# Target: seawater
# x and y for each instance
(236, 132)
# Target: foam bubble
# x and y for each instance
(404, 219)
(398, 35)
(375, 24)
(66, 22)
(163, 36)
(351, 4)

» **Written task**: Copy out every line of the records above without changing anything.

» **Output**:
# Target: seawater
# x and y for each instance
(236, 132)
# Target: foam bubble
# x and y for each instance
(404, 219)
(398, 35)
(375, 24)
(66, 22)
(163, 36)
(351, 4)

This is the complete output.